Désormais installé et reconnu, le réalisateur-chorégraphe enchaîne ainsi avec la comédie "classique" "L'Intrépide" (1952). Mais sa spécialité reste bel et bien le musical, on peut citer "Les Sept Femmes de Barbe-Rousse" (1954) et "Beau Fixe sur New-York" (1955).

Il termine son contrat avec la MGM en tournant les quatre derniers jours du film "Kismet" (1955) de Vincente Minnelli, ce dernier ayant d'autres engagements. Il part ensuite chez Paramount où on lui propose de tourner "Drôle de Frimousse" (1957 - ci-dessous) avec les stars Audrey Hepburn et Fred Astaire. Sur ce film, ayant besoin d'une musique de Gershwin dont les droits appartenaient à Warner, il accepta en contre partie de réaliser "Jeu de Pyjama" (1957) pour Warner avec Doris Day. Ce dernier film reçut un éloge de Jean-Luc Godard qui écrivit : "Donen est sûrement le maître de la comédie musicale. "Jeu de Pyjama" existe pour le prouver."

Ensuite c'est la star Cary Grant qui le demande pour un projet que l'acteur portait alors qu'il était encore à la MGM. L'histoire n'est pas sans rappeler "Un Jour à New-York" à la différence près que l'histoire de ces trois marins en permission est une comédie plus noire. Stanley Donen accepte de tourner "Embrasse-la pour moi" (1957) à la condition que la Fox rachète son contrat à la MGM. Malgré un accueil mitigé du film, le réalisateur est désormais libre et devient producteur-réalisateur indépendant.

------------------------------------------------------------------------

(CONSIGNE):
D'après le texte sur Stanley Donen, à quelle condition le réalisateur accepte-t-il de tourner « Embrasse-la pour moi » ? Le matériel ci-dessous n'a aucun lien avec le texte.

(EXTRAIT DE DONNÉES):

------------------------------------------------------------------------

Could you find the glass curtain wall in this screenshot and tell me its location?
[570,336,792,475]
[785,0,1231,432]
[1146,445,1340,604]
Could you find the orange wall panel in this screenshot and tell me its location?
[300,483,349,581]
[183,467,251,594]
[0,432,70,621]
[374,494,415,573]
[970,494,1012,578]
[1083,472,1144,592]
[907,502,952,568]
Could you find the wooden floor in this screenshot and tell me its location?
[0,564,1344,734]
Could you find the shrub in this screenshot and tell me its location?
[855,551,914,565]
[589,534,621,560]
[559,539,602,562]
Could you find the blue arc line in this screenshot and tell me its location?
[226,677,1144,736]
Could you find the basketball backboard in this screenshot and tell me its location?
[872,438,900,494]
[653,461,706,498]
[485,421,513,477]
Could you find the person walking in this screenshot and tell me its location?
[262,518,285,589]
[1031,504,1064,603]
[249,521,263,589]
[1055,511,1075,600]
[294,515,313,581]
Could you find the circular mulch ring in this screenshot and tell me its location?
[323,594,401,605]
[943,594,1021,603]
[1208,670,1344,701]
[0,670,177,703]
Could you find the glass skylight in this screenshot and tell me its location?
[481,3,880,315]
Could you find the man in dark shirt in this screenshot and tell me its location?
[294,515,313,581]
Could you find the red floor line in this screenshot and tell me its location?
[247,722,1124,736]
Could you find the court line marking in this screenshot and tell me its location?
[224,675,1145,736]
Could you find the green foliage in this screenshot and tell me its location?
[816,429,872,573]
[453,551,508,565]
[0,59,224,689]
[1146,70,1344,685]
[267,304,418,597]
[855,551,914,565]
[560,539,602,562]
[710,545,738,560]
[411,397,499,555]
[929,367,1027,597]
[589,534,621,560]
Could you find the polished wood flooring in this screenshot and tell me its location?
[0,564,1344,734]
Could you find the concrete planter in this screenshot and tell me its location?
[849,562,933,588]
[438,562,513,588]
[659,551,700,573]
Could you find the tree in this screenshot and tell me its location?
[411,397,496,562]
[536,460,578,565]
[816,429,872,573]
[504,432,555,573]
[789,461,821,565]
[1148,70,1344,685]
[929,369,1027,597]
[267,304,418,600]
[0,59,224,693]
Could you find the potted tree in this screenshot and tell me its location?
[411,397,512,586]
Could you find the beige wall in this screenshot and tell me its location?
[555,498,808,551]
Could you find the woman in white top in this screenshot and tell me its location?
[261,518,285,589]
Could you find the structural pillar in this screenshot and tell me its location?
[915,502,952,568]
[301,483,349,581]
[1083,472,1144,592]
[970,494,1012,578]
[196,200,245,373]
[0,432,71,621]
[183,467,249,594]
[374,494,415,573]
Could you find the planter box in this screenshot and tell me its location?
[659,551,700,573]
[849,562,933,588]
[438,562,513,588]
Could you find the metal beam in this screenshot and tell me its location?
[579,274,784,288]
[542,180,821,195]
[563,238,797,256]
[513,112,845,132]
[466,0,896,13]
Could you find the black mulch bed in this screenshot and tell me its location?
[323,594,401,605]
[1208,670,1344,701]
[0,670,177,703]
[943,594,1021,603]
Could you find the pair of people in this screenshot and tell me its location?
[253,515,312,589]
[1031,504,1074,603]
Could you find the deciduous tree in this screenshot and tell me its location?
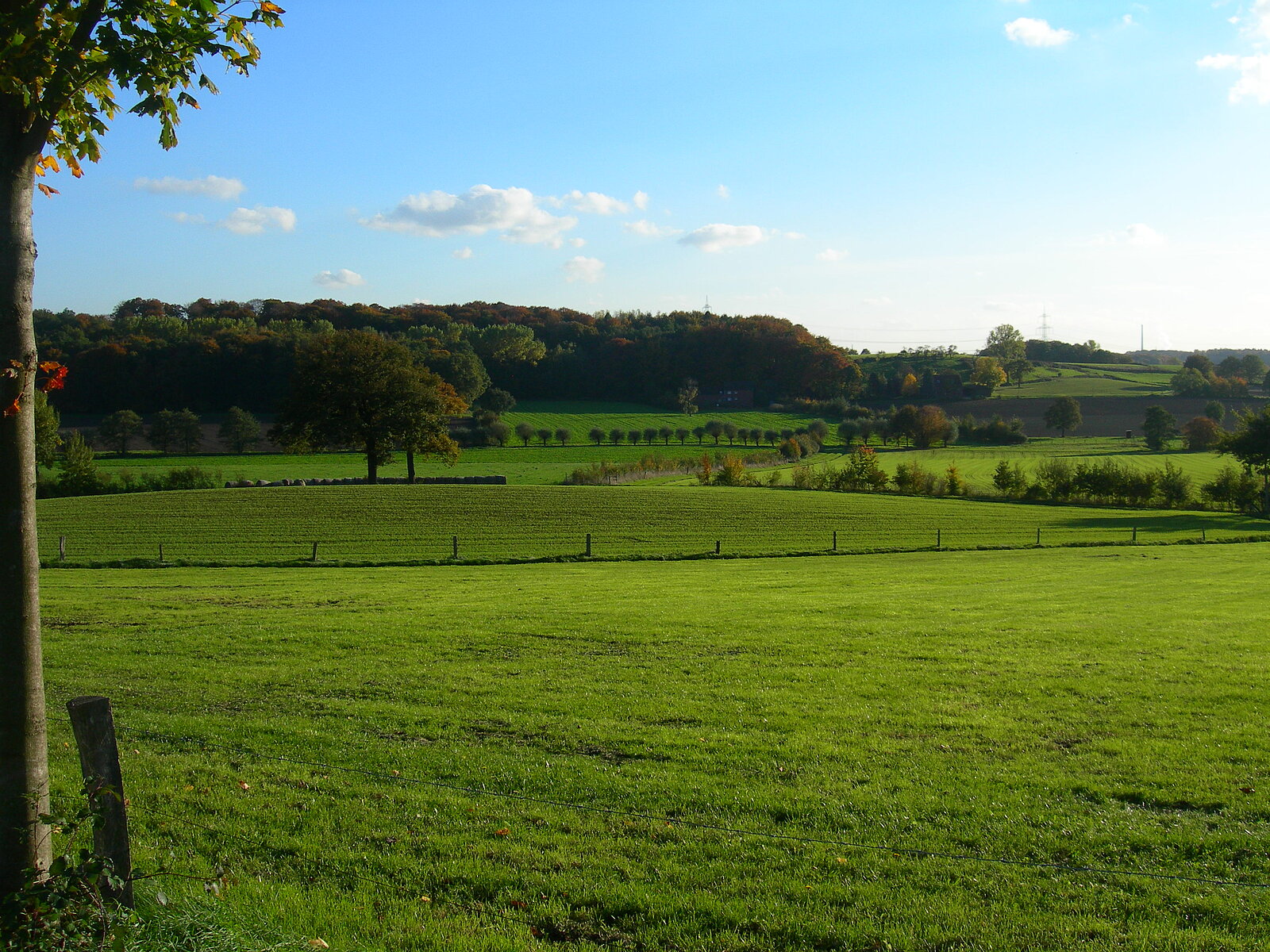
[217,406,260,453]
[1045,397,1084,436]
[0,0,282,895]
[271,330,466,482]
[97,410,141,455]
[1141,406,1177,449]
[1183,416,1222,449]
[1218,406,1270,516]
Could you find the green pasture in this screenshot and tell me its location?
[782,436,1238,497]
[29,485,1268,565]
[503,400,819,434]
[84,447,726,485]
[40,548,1270,952]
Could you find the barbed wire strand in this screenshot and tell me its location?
[106,727,1270,890]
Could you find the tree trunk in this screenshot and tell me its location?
[0,137,51,896]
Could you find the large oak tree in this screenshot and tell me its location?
[271,330,468,482]
[0,0,283,897]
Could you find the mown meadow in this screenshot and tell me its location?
[38,485,1266,565]
[42,543,1270,952]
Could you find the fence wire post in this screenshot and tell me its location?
[66,697,132,909]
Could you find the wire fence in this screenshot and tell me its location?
[40,523,1270,567]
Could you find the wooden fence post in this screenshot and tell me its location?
[66,697,132,909]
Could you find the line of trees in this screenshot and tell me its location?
[838,404,1027,449]
[1168,353,1270,397]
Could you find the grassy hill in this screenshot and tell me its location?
[42,548,1270,952]
[38,486,1266,565]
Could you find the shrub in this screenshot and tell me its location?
[485,420,512,447]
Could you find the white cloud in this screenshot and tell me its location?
[564,189,630,214]
[679,225,773,254]
[1006,17,1076,46]
[216,205,296,235]
[132,175,245,202]
[1195,53,1270,106]
[1090,222,1168,248]
[563,255,605,284]
[362,186,578,248]
[314,268,366,288]
[622,218,679,237]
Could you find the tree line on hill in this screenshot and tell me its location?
[36,298,1119,414]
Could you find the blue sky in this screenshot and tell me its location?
[27,0,1270,351]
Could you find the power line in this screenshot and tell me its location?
[118,727,1270,889]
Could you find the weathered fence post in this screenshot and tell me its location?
[66,697,132,909]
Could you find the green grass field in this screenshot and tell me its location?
[503,400,818,434]
[84,447,726,485]
[38,486,1266,565]
[787,436,1238,497]
[34,548,1270,952]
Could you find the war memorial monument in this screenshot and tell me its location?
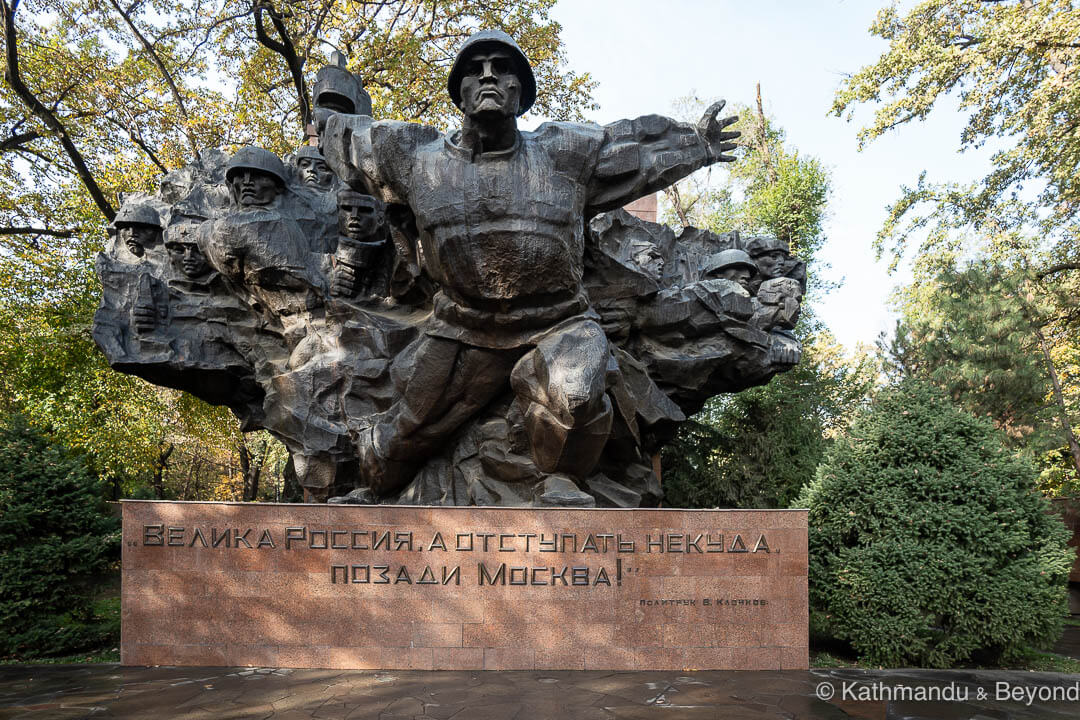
[94,30,808,669]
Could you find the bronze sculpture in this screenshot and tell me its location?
[95,30,805,506]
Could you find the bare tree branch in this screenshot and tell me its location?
[0,131,41,152]
[109,0,202,161]
[104,113,167,173]
[0,0,117,222]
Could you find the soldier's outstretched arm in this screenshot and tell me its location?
[315,108,442,205]
[588,100,739,215]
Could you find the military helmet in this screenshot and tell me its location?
[225,145,285,187]
[293,145,326,162]
[743,235,791,258]
[312,52,372,116]
[109,203,162,232]
[702,248,757,275]
[446,30,537,116]
[338,188,387,213]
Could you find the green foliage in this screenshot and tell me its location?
[662,100,875,507]
[885,258,1080,494]
[0,0,592,499]
[798,380,1075,667]
[833,0,1080,264]
[662,332,876,507]
[0,417,120,657]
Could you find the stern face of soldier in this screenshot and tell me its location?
[229,167,281,207]
[165,240,210,279]
[117,225,161,258]
[754,250,786,277]
[461,50,522,118]
[338,200,380,240]
[717,266,754,289]
[296,158,334,189]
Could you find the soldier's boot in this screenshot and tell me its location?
[354,426,417,498]
[525,395,613,478]
[293,452,337,503]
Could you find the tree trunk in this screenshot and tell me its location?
[237,437,267,502]
[153,440,175,500]
[1035,327,1080,475]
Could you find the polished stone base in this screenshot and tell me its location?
[121,501,809,670]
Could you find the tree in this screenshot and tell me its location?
[662,89,875,507]
[799,380,1076,667]
[889,255,1080,491]
[833,0,1080,491]
[663,331,876,507]
[833,0,1080,271]
[0,0,592,497]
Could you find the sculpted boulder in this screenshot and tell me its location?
[94,30,805,507]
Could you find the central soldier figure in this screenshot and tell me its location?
[318,30,739,499]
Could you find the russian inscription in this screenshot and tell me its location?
[122,502,807,669]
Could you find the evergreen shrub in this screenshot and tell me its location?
[0,418,120,658]
[797,380,1075,667]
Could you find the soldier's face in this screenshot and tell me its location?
[720,266,751,287]
[754,250,784,277]
[338,200,381,240]
[461,50,522,118]
[229,167,279,207]
[296,158,334,188]
[117,225,161,258]
[165,239,210,277]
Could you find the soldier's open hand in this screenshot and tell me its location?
[698,100,740,163]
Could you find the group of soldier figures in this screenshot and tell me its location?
[94,30,806,507]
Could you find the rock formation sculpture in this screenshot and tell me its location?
[94,30,805,507]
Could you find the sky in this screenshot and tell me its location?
[552,0,987,350]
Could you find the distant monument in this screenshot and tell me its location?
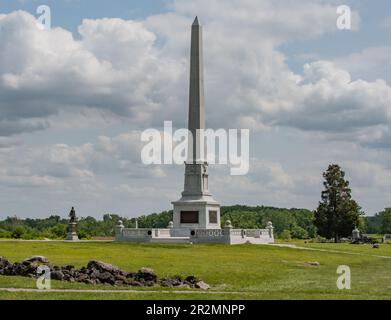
[172,17,220,236]
[67,207,79,241]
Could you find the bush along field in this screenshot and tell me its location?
[0,241,391,299]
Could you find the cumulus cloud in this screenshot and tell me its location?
[0,11,181,136]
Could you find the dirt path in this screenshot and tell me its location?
[0,288,245,295]
[269,243,391,259]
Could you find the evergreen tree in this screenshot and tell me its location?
[315,164,362,243]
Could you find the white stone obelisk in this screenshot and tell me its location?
[172,17,220,236]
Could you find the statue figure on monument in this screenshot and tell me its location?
[69,207,77,222]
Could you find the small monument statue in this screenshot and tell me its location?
[352,226,361,243]
[67,207,79,241]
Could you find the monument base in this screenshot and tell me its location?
[66,222,79,241]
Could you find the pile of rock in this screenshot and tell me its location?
[0,256,209,290]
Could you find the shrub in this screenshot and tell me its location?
[279,229,292,241]
[11,226,25,239]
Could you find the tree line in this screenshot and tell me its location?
[0,165,391,242]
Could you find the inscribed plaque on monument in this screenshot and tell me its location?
[209,211,217,223]
[181,211,198,223]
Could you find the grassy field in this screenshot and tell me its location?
[0,241,391,300]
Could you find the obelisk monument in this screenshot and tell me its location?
[172,17,220,236]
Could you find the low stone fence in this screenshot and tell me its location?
[115,221,274,244]
[190,221,274,244]
[115,227,153,242]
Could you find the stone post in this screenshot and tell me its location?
[224,220,232,244]
[352,227,361,242]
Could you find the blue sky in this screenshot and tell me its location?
[0,0,391,217]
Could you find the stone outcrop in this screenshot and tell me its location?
[0,256,210,290]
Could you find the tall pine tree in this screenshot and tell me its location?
[315,164,362,243]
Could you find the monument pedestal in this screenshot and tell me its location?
[66,222,79,241]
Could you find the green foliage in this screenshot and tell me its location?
[0,205,316,239]
[0,229,11,238]
[291,225,309,239]
[279,230,292,241]
[379,208,391,234]
[315,164,362,242]
[11,226,25,239]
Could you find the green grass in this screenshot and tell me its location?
[0,241,391,300]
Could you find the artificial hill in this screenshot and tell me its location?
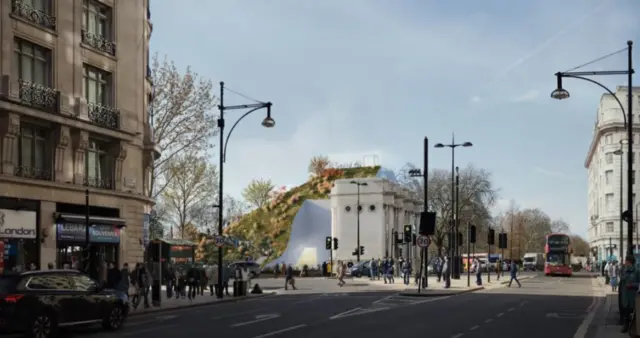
[224,166,380,262]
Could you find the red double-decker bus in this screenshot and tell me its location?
[544,234,573,277]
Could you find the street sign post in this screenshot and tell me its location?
[213,235,225,248]
[416,235,431,248]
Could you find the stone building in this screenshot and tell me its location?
[0,0,160,271]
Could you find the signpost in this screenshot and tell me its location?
[416,235,431,248]
[213,235,225,248]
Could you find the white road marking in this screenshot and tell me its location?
[229,313,280,327]
[253,324,307,338]
[122,324,178,336]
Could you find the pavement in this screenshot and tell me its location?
[63,275,608,338]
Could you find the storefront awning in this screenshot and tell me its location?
[54,212,127,228]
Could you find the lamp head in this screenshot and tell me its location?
[551,73,571,100]
[262,102,276,128]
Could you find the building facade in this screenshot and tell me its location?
[330,177,422,266]
[585,86,640,260]
[0,0,159,271]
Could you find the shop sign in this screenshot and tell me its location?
[0,209,38,239]
[57,223,120,244]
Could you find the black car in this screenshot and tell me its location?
[0,270,129,338]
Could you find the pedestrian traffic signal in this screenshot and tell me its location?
[403,224,411,243]
[469,225,476,243]
[487,229,496,245]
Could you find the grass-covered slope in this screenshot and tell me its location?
[225,166,380,260]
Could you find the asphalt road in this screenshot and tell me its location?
[74,276,596,338]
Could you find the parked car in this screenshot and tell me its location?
[0,270,129,338]
[229,261,262,279]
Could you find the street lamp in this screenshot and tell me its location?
[551,41,634,254]
[217,82,276,298]
[434,134,473,279]
[613,139,637,261]
[409,137,429,288]
[351,181,368,263]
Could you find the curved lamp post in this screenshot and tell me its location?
[216,82,276,298]
[433,134,473,279]
[551,41,634,255]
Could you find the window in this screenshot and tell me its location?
[82,0,111,40]
[27,274,72,290]
[85,139,112,188]
[13,39,52,87]
[604,170,613,185]
[82,65,111,107]
[607,222,613,232]
[604,194,613,211]
[604,134,613,144]
[71,275,98,292]
[14,124,51,179]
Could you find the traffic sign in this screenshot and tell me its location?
[213,235,225,248]
[416,235,431,248]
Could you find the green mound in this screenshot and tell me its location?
[225,166,380,261]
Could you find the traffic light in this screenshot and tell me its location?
[469,225,476,243]
[403,224,411,243]
[487,229,496,245]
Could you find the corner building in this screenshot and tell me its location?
[0,0,160,272]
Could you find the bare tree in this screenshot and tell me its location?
[148,55,217,198]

------------------------------------------------------------------------

(RÉSULTAT ATTENDU):
À condition que la Fox rachète son contrat à la MGM.